_Your goal_
List each line in the listing below that contains the string "wall", copying each one in full.

(Data taken from a collection)

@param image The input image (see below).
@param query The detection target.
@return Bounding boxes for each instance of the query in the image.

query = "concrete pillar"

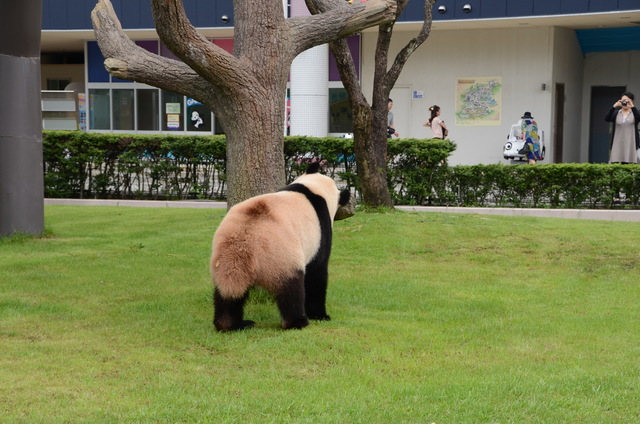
[290,0,329,137]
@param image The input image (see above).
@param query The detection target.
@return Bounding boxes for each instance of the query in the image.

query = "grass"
[0,206,640,424]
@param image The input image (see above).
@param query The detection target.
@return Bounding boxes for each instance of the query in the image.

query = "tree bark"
[92,0,396,206]
[0,0,44,237]
[306,0,435,207]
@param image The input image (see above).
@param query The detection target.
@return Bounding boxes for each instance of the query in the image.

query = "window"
[112,90,135,131]
[329,88,353,133]
[136,89,160,131]
[187,98,211,133]
[162,90,184,131]
[47,78,71,90]
[89,89,111,130]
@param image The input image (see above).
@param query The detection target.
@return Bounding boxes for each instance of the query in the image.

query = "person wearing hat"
[518,112,541,164]
[604,91,640,163]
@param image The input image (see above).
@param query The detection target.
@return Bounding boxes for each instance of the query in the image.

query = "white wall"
[362,26,553,165]
[547,28,589,163]
[40,64,84,90]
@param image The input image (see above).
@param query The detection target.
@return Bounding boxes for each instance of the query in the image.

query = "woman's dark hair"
[429,105,440,123]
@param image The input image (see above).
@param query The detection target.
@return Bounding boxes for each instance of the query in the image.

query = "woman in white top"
[422,105,448,139]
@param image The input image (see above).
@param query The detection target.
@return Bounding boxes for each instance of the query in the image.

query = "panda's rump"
[211,193,320,298]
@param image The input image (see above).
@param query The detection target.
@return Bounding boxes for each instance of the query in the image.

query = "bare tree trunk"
[92,0,396,206]
[0,0,44,237]
[314,0,435,207]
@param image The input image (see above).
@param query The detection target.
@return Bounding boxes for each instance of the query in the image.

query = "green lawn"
[0,206,640,424]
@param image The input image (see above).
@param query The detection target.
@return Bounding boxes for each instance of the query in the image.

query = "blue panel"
[589,0,620,12]
[398,0,424,22]
[49,1,69,29]
[576,27,640,54]
[118,0,141,28]
[42,1,51,29]
[453,0,481,19]
[87,41,109,82]
[190,0,216,28]
[182,0,198,25]
[480,0,507,18]
[533,0,562,15]
[618,0,640,10]
[214,0,233,27]
[67,0,91,28]
[560,0,588,13]
[432,0,456,21]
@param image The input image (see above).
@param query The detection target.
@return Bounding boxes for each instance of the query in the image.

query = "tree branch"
[387,0,435,87]
[294,0,396,55]
[91,0,210,97]
[151,0,253,86]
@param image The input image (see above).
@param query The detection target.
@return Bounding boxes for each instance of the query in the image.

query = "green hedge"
[43,131,640,208]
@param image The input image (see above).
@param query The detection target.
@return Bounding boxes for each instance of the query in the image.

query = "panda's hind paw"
[282,316,309,330]
[309,314,331,321]
[238,320,256,330]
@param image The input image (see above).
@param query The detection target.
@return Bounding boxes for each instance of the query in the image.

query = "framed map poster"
[456,77,502,127]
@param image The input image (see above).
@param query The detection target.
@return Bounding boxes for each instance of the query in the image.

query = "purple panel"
[136,40,158,54]
[329,35,360,81]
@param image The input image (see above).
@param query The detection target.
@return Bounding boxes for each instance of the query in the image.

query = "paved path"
[45,199,640,222]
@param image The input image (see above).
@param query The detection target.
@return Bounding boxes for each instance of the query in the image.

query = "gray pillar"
[0,0,44,237]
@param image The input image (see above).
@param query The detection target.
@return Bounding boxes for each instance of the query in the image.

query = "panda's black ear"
[305,161,320,174]
[338,189,351,206]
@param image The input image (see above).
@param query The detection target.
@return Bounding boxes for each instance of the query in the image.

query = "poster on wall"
[187,97,211,132]
[165,103,181,130]
[78,93,87,131]
[456,77,502,127]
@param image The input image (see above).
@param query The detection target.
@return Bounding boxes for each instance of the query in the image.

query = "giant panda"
[210,162,351,331]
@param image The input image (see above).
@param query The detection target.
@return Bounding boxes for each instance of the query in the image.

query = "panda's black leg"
[304,263,331,321]
[213,288,256,331]
[275,271,309,330]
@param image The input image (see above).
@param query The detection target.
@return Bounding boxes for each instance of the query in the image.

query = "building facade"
[42,0,640,164]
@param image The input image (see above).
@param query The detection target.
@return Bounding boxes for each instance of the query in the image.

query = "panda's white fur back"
[211,190,324,298]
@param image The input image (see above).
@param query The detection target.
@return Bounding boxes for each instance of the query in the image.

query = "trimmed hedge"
[43,131,640,208]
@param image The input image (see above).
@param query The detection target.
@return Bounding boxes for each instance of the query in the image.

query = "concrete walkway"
[44,199,640,222]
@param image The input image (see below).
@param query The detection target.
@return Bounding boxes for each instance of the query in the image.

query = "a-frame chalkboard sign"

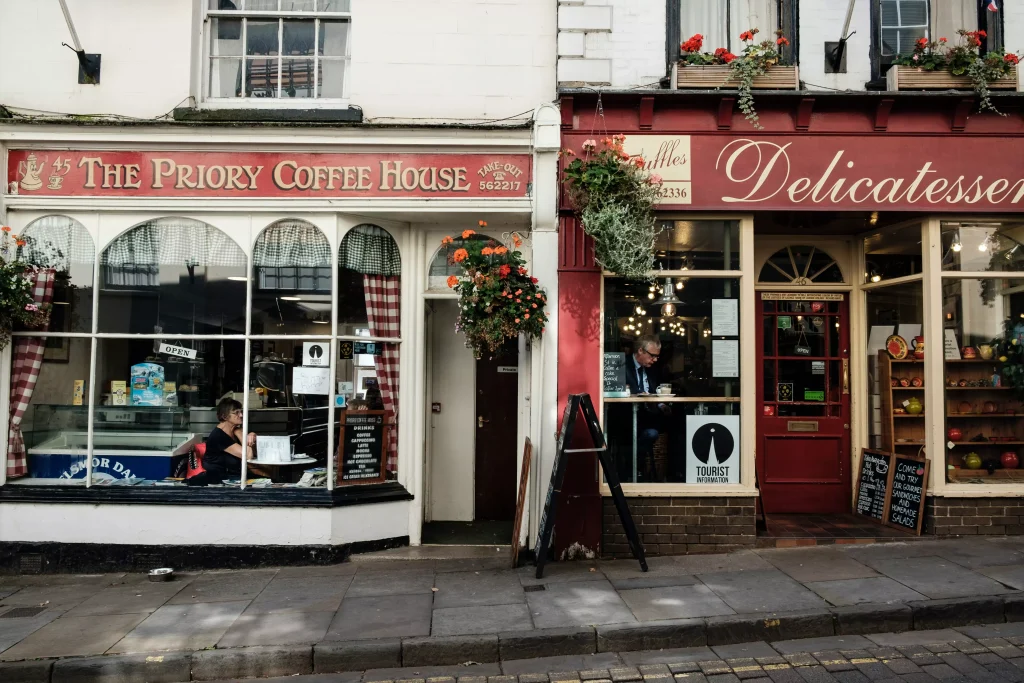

_The response_
query = "white wall"
query = "poster on wall"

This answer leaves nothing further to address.